*Task objective*: Find each line in the rows below that contains the word "white", and copy those lines.

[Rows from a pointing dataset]
════

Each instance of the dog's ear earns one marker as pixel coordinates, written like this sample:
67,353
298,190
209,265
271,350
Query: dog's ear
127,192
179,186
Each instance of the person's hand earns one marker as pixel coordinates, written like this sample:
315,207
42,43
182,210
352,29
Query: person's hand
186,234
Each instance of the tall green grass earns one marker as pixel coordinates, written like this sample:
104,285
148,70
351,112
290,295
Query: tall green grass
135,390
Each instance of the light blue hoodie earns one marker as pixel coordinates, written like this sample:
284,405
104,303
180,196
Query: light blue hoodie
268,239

════

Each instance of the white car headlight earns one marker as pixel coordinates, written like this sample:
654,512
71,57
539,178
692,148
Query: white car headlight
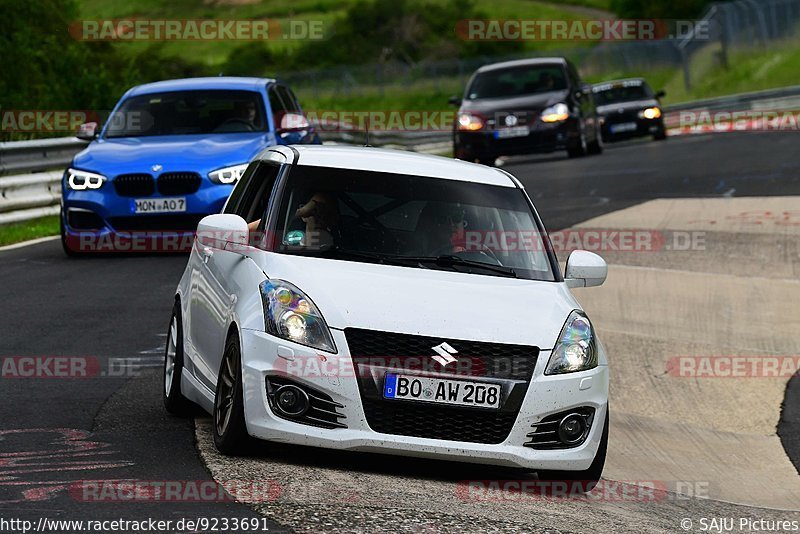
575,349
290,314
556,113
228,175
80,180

════

*Correct output*:
Each instance of the white car headlight earns one marker as pixel coordinates, written like this sample:
Query: white car headlight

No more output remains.